DIRECTIONS: Print the section of the passage about Slippers the cat from "I would go in" to "engaging kittens .", word for word.

··· EXCERPTED PASSAGE

1996? - 2009
Her whole life was a struggle but she, for the most part, didn't seem to notice.
She was born with cerebral palsy, and fought for the movement that came effortlessly to the other cats. Where they moved with grace and speed, her motions were slow and jerky--but if she resented it, she never showed it. She tottered around the house like a drunken sailor, undaunted by her own clumsiness. She would just persevere until she got to where she was going or accomplished what she set out to do.
I don't know why her original family took her to the Animal Shelter. Perhaps they were tired of her. Perhaps they didn't want to bother with a cat who wasn't "right." For whatever reason, Slippers--confined in a small cage--was pretty pitiful. With her unsteady movements, she was forever tipping over her litter box or food dishes. She was so "tippy" that she had to dip her paw in her water dish and lick it dry to quench her thirst--to lean over her dish was to invite a dunking.
It was that last image that burned into my heart.
I would go in the the animal shelter on my volunteer day and let Slippers out of her cage. I would watch her stagger around the cat room, enjoying the simple pleasure of having space to move in. I knew no one coming to the shelter to adopt a cat was likely to pick the stunted, plain-jane little tabby with the unsteady walk. They would logically assume she was unhealthy and prone to maladies. But I knew a little about cerebellar hypoplasia. I knew that this affliction only affected muscle coordination, not health or intelligence. In fact, CH cats are known to be both bright and cheerful little souls despite their handicap.
Still, I knew no one was going to adopt her, with her common looks and awkward gait while she was surrounded by lovely cats and engaging kittens .
Well, no one but us.
We learned a few things about her right away.
She didn't like to be picked up and would struggle frantically to escape our grasp. We figured she must have been dropped a few times by children or those who weren't expecting her to be so twitchy in her movements. So we made a promise to ourselves and to her that if we picked her up, we would never let her fall. After a few months, she became calmer and less frantic when we picked her up. It took a couple years before she learned to relax when we held her.

······
··· EXTRACTED DATA

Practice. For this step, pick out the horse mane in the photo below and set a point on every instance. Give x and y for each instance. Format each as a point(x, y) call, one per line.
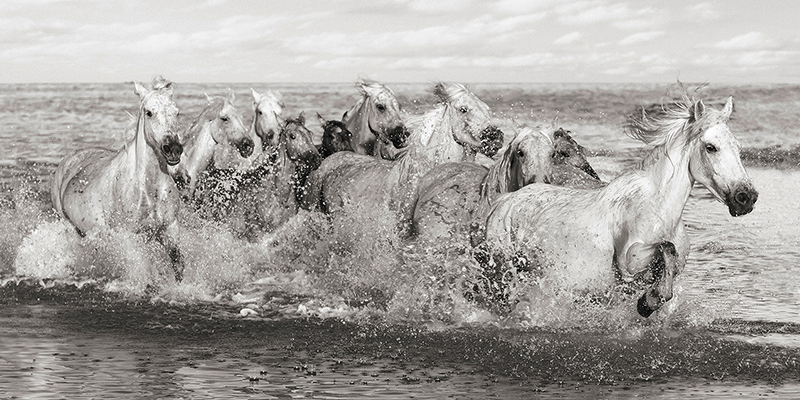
point(210, 111)
point(505, 175)
point(678, 119)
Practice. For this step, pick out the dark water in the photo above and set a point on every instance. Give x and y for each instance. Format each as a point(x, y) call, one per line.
point(345, 309)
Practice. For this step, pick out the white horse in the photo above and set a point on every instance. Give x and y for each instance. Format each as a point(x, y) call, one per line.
point(217, 137)
point(267, 118)
point(630, 232)
point(376, 115)
point(451, 132)
point(451, 195)
point(129, 188)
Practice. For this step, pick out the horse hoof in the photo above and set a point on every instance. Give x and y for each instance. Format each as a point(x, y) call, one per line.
point(642, 307)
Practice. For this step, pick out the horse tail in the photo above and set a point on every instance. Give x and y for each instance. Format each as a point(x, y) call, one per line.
point(311, 199)
point(64, 173)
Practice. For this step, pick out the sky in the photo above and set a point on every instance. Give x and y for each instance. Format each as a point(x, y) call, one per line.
point(716, 41)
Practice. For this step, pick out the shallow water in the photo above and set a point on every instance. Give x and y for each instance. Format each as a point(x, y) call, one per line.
point(345, 309)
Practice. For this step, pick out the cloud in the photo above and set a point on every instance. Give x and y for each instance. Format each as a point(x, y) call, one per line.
point(568, 38)
point(640, 37)
point(437, 5)
point(587, 13)
point(761, 58)
point(524, 6)
point(478, 31)
point(748, 40)
point(702, 12)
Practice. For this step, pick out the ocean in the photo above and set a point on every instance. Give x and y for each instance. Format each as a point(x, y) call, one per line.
point(343, 308)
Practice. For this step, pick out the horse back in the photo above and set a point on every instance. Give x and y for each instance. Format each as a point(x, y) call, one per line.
point(79, 163)
point(447, 198)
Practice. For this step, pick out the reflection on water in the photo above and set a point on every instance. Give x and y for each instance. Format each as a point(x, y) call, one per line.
point(140, 351)
point(345, 309)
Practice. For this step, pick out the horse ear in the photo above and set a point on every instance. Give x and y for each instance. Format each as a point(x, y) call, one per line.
point(256, 96)
point(441, 92)
point(138, 89)
point(554, 124)
point(728, 109)
point(699, 109)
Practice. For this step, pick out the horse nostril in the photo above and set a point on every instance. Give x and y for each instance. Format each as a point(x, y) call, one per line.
point(246, 147)
point(742, 198)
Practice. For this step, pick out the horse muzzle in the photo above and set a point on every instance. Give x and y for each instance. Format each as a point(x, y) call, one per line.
point(172, 150)
point(398, 136)
point(245, 147)
point(741, 200)
point(491, 140)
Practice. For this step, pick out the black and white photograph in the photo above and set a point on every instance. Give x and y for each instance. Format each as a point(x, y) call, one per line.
point(399, 199)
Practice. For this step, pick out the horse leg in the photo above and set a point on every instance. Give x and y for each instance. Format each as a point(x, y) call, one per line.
point(663, 266)
point(169, 238)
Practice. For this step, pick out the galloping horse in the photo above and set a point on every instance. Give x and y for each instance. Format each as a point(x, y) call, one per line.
point(267, 111)
point(630, 232)
point(215, 134)
point(452, 195)
point(129, 188)
point(335, 137)
point(347, 179)
point(570, 167)
point(376, 115)
point(263, 198)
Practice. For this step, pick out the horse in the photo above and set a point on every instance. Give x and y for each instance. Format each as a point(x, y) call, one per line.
point(335, 137)
point(346, 180)
point(130, 188)
point(629, 233)
point(263, 198)
point(454, 195)
point(215, 134)
point(570, 166)
point(267, 111)
point(375, 115)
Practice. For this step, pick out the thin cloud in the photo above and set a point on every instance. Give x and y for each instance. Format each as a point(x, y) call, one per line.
point(748, 40)
point(568, 38)
point(640, 37)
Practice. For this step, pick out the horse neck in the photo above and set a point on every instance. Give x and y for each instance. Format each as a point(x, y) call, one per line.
point(142, 162)
point(669, 183)
point(495, 182)
point(199, 149)
point(440, 143)
point(358, 123)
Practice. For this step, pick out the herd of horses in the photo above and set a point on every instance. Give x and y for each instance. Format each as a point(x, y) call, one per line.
point(535, 207)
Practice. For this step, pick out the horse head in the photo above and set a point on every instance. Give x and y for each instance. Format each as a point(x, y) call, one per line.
point(380, 112)
point(715, 161)
point(158, 119)
point(299, 146)
point(528, 159)
point(268, 108)
point(471, 117)
point(335, 136)
point(568, 151)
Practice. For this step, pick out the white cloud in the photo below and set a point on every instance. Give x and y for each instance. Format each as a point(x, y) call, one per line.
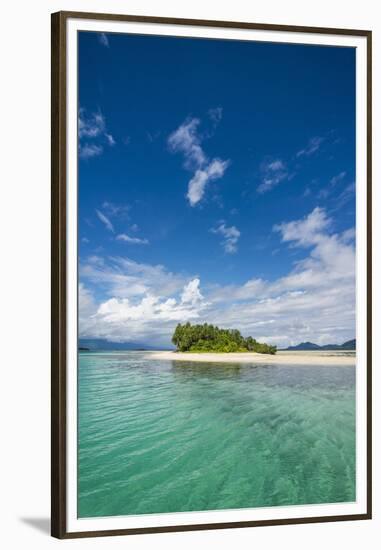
point(272, 173)
point(197, 184)
point(312, 147)
point(89, 150)
point(230, 237)
point(116, 210)
point(104, 219)
point(314, 301)
point(93, 134)
point(103, 39)
point(191, 293)
point(187, 141)
point(131, 240)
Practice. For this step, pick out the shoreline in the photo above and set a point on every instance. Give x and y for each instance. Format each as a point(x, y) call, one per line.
point(302, 358)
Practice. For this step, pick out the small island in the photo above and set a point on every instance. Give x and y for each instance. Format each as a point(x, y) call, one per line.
point(212, 339)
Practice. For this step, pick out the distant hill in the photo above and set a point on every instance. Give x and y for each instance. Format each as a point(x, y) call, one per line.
point(350, 345)
point(98, 344)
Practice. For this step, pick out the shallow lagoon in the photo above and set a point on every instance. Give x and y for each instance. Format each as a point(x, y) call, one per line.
point(170, 436)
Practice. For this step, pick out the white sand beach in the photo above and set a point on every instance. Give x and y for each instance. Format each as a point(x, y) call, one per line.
point(302, 358)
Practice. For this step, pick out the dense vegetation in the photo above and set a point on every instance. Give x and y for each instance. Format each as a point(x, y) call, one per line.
point(204, 338)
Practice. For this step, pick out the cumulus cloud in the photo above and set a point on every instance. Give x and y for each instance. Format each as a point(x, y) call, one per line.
point(104, 219)
point(230, 236)
point(312, 147)
point(314, 301)
point(273, 172)
point(213, 171)
point(131, 240)
point(186, 140)
point(92, 134)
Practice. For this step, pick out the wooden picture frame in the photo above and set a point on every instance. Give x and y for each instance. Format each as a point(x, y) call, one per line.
point(59, 373)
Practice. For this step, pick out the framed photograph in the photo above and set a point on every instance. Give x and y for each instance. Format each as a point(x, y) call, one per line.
point(211, 274)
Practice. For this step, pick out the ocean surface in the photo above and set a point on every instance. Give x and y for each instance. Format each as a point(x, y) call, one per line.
point(167, 436)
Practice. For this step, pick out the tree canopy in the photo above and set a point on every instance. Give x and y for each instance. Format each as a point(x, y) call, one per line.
point(210, 338)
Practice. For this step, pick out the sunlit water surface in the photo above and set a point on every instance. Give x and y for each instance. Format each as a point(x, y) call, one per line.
point(163, 436)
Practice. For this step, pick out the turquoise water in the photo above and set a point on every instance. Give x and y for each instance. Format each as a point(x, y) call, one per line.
point(163, 436)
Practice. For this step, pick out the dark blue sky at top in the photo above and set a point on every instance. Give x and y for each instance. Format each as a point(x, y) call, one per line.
point(274, 98)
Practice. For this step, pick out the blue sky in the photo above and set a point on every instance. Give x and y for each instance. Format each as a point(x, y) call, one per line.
point(216, 183)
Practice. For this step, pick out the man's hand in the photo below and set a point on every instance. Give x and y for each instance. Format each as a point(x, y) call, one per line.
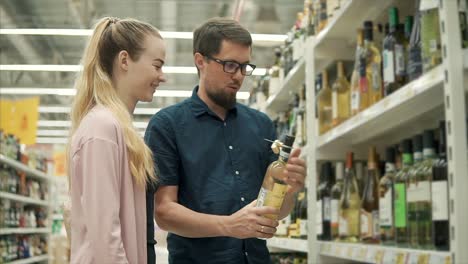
point(295, 172)
point(249, 222)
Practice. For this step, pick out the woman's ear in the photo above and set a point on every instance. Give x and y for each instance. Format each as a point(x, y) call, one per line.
point(123, 60)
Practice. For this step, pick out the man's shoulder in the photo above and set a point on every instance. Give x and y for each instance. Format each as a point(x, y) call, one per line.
point(172, 112)
point(250, 112)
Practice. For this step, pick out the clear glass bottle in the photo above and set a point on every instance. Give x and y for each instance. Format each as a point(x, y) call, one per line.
point(386, 193)
point(350, 204)
point(340, 97)
point(323, 202)
point(324, 104)
point(439, 189)
point(371, 79)
point(274, 188)
point(400, 206)
point(414, 193)
point(355, 77)
point(336, 193)
point(370, 202)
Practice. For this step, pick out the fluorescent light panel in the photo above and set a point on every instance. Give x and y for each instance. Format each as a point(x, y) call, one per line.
point(76, 68)
point(64, 123)
point(66, 110)
point(72, 92)
point(88, 32)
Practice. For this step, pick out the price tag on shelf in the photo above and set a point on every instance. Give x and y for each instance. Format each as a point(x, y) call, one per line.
point(371, 254)
point(389, 256)
point(379, 256)
point(362, 253)
point(400, 258)
point(413, 258)
point(423, 259)
point(436, 259)
point(357, 253)
point(350, 252)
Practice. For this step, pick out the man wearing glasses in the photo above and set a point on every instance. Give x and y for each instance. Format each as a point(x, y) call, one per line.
point(212, 157)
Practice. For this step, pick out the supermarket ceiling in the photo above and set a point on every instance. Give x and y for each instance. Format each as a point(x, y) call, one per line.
point(258, 16)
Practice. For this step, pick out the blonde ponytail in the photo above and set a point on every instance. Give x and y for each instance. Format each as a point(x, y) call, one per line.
point(94, 86)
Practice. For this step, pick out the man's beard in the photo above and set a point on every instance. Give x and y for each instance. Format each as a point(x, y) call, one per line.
point(221, 98)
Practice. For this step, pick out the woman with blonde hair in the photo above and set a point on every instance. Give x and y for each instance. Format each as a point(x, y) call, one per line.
point(109, 163)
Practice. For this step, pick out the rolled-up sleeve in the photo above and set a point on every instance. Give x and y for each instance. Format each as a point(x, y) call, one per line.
point(99, 162)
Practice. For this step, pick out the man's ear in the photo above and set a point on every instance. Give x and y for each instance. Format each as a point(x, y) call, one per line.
point(199, 60)
point(123, 60)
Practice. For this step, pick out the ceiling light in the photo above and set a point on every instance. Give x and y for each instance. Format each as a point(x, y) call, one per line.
point(88, 32)
point(76, 68)
point(63, 123)
point(66, 110)
point(72, 92)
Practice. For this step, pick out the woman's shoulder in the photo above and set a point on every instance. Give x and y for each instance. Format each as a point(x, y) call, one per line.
point(99, 123)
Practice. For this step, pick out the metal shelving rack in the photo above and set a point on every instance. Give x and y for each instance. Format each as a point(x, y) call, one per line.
point(35, 174)
point(438, 94)
point(419, 105)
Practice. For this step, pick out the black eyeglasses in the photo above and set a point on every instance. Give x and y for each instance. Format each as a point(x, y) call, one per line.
point(233, 66)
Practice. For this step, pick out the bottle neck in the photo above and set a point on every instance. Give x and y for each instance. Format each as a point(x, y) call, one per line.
point(284, 156)
point(407, 159)
point(429, 153)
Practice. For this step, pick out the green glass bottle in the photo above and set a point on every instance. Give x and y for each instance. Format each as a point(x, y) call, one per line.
point(400, 214)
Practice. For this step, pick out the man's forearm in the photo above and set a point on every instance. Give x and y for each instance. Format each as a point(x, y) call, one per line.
point(182, 221)
point(288, 205)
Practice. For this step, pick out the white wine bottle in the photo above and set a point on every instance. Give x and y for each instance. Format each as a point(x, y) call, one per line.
point(274, 188)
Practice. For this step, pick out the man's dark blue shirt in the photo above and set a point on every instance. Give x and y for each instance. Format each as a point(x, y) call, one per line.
point(218, 167)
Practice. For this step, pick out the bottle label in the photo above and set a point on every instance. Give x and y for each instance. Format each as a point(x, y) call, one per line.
point(326, 209)
point(366, 224)
point(400, 60)
point(376, 81)
point(343, 227)
point(389, 69)
point(419, 192)
point(284, 155)
point(355, 100)
point(303, 227)
point(334, 105)
point(385, 208)
point(334, 212)
point(273, 198)
point(439, 201)
point(318, 218)
point(400, 205)
point(375, 224)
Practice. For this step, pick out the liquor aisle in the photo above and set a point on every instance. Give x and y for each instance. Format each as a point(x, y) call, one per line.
point(375, 93)
point(385, 130)
point(25, 205)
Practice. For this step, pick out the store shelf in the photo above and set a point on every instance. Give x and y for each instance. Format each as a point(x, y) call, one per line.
point(337, 41)
point(465, 58)
point(30, 260)
point(20, 166)
point(298, 245)
point(380, 254)
point(23, 199)
point(412, 101)
point(11, 231)
point(291, 83)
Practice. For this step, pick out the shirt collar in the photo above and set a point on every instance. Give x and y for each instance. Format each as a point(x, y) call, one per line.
point(200, 108)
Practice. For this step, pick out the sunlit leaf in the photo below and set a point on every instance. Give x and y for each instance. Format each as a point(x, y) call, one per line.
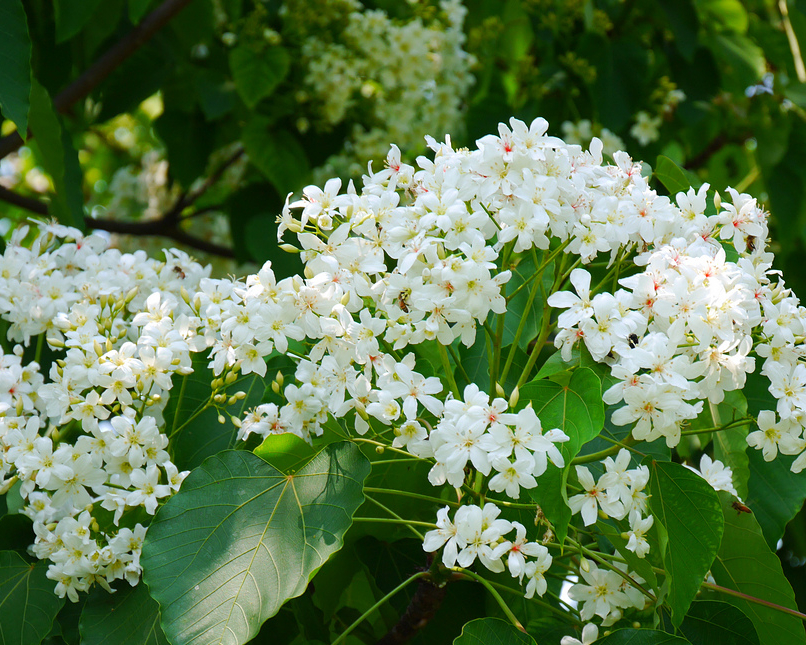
point(15, 69)
point(27, 602)
point(241, 538)
point(492, 631)
point(746, 564)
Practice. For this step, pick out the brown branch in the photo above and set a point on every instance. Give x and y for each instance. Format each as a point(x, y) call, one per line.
point(187, 198)
point(160, 227)
point(105, 65)
point(425, 602)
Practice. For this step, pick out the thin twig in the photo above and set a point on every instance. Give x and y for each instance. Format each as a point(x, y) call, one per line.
point(105, 65)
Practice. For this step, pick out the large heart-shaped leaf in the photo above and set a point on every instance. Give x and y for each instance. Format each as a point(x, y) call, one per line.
point(27, 602)
point(241, 538)
point(127, 617)
point(689, 516)
point(578, 411)
point(746, 564)
point(712, 621)
point(492, 631)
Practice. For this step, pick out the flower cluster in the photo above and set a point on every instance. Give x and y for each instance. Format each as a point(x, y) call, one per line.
point(618, 493)
point(606, 593)
point(478, 533)
point(90, 438)
point(404, 78)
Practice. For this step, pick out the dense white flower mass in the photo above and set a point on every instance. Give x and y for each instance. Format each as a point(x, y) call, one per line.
point(398, 277)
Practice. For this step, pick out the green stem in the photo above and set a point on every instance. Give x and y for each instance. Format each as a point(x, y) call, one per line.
point(386, 447)
point(727, 426)
point(522, 324)
point(601, 560)
point(753, 599)
point(392, 520)
point(405, 493)
point(395, 515)
point(607, 452)
point(368, 612)
point(446, 364)
point(40, 343)
point(501, 603)
point(459, 365)
point(542, 603)
point(179, 403)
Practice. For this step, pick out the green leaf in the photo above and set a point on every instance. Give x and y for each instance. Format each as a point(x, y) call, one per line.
point(193, 426)
point(640, 565)
point(775, 494)
point(712, 621)
point(578, 411)
point(137, 9)
point(241, 538)
point(15, 65)
point(58, 157)
point(517, 307)
point(27, 602)
point(127, 617)
point(730, 446)
point(71, 16)
point(258, 73)
point(672, 176)
point(686, 506)
point(277, 154)
point(746, 564)
point(492, 631)
point(641, 637)
point(286, 451)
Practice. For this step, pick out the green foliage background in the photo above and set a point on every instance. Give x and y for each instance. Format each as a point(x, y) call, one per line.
point(211, 83)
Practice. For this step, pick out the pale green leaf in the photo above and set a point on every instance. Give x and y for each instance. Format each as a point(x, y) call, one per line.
point(686, 506)
point(277, 154)
point(241, 538)
point(258, 73)
point(492, 631)
point(15, 65)
point(746, 564)
point(28, 604)
point(672, 176)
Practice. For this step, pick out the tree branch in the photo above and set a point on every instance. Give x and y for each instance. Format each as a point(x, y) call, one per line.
point(105, 65)
point(160, 227)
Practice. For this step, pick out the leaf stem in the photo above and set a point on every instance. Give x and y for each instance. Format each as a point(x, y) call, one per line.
point(753, 599)
point(386, 598)
point(501, 602)
point(446, 364)
point(419, 535)
point(405, 493)
point(392, 520)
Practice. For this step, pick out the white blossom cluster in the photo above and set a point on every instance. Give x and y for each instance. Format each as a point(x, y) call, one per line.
point(88, 446)
point(683, 331)
point(619, 493)
point(477, 533)
point(418, 255)
point(403, 77)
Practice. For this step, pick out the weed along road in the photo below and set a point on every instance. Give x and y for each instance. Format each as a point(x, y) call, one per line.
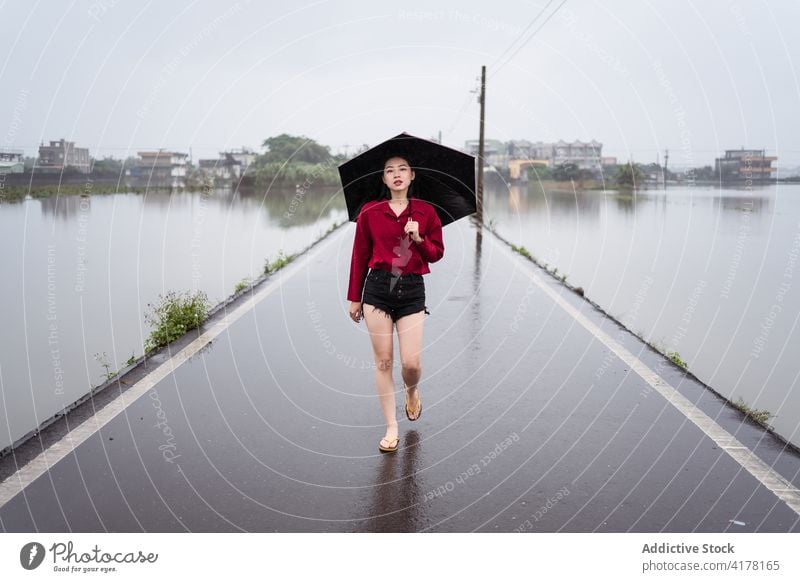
point(540, 414)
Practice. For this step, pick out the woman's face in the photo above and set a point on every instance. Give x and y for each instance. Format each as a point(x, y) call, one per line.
point(397, 174)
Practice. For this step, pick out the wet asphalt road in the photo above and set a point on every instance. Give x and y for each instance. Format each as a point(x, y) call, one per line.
point(529, 424)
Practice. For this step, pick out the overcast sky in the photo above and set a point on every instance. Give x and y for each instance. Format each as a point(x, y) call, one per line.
point(640, 76)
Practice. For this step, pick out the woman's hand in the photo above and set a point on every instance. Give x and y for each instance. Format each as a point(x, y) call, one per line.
point(356, 311)
point(412, 229)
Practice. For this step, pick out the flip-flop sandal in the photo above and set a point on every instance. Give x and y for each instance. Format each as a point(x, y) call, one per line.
point(389, 449)
point(419, 407)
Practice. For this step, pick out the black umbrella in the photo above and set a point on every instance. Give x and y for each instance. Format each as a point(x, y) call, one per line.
point(443, 176)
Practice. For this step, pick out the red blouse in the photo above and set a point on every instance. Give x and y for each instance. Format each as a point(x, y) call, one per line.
point(381, 242)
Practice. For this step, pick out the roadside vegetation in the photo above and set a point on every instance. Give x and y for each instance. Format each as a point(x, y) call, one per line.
point(174, 315)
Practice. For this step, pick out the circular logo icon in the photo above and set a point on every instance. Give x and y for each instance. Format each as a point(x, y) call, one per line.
point(31, 555)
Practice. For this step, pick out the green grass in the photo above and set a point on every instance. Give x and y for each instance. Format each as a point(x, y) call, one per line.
point(175, 314)
point(103, 360)
point(760, 416)
point(242, 285)
point(676, 359)
point(522, 250)
point(281, 261)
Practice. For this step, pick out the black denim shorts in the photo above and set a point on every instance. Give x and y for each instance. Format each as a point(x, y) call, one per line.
point(396, 295)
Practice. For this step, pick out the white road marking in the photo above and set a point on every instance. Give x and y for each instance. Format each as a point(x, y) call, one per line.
point(42, 463)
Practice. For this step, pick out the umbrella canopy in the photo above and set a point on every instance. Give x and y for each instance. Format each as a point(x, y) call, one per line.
point(443, 176)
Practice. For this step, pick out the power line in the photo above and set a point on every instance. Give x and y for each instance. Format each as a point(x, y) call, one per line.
point(553, 13)
point(521, 34)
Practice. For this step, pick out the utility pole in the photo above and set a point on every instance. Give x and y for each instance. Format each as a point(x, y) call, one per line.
point(481, 146)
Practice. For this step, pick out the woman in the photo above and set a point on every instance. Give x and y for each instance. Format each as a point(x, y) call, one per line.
point(396, 237)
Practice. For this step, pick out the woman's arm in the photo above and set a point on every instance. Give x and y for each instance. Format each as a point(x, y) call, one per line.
point(359, 261)
point(432, 245)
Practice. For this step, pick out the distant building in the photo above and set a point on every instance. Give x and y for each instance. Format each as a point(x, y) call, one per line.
point(494, 151)
point(62, 154)
point(12, 162)
point(742, 164)
point(230, 165)
point(585, 155)
point(160, 168)
point(608, 162)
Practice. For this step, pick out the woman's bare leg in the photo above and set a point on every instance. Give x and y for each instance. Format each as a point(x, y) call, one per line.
point(409, 334)
point(381, 329)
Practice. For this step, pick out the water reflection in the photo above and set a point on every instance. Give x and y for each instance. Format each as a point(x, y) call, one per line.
point(86, 268)
point(716, 262)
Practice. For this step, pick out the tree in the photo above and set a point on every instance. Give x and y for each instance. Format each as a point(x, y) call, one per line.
point(537, 172)
point(629, 174)
point(289, 148)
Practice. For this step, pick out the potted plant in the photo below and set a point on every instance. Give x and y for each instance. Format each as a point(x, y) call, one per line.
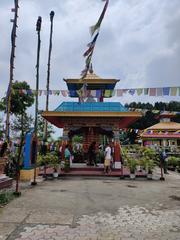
point(54, 162)
point(172, 163)
point(132, 164)
point(150, 166)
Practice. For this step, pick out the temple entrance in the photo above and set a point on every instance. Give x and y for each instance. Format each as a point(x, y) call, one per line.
point(81, 139)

······

SOLUTION BELOW:
I would go in the the animal shelter on my volunteer day and let Slippers out of her cage. I would watch her stagger around the cat room, enjoying the simple pleasure of having space to move in. I knew no one coming to the shelter to adopt a cat was likely to pick the stunted, plain-jane little tabby with the unsteady walk. They would logically assume she was unhealthy and prone to maladies. But I knew a little about cerebellar hypoplasia. I knew that this affliction only affected muscle coordination, not health or intelligence. In fact, CH cats are known to be both bright and cheerful little souls despite their handicap.
Still, I knew no one was going to adopt her, with her common looks and awkward gait while she was surrounded by lovely cats and engaging kittens .